Exercise brief: Before anything else, copy every record below exactly as it stands.
━━━━━ Input material
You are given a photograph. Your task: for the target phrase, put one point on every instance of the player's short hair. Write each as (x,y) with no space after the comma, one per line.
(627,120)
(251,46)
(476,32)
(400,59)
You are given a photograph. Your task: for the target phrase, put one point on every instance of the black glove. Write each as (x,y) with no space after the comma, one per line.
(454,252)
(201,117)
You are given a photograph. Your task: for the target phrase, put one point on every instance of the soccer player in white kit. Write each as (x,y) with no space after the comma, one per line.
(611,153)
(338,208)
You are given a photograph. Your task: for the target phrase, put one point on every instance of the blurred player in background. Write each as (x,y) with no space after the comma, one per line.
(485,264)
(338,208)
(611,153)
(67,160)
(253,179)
━━━━━━━━━━
Result below:
You are given a photograph. Your task: for the target phrase, put one point on every instance of the player's short hair. Write each as (x,y) with no space after the comma, one per line.
(627,120)
(251,46)
(476,32)
(400,59)
You are given a photograph. Your task: for the target phrase, put one point on every instance of the black glove. Write each as (x,y) with no space after the comma, one per line.
(454,252)
(201,117)
You are given a photograph. Your task: for the target phrase, put one point on every instance of the soccer player in white kit. Write each as (x,y) with no space after the comma, one per line.
(611,153)
(338,208)
You are given a photograph. Your task: for the target phrase, put one point on every instance of the blurred player in background. Write each as (x,y) with no space after the comma, one per line.
(485,264)
(338,208)
(611,153)
(67,160)
(253,179)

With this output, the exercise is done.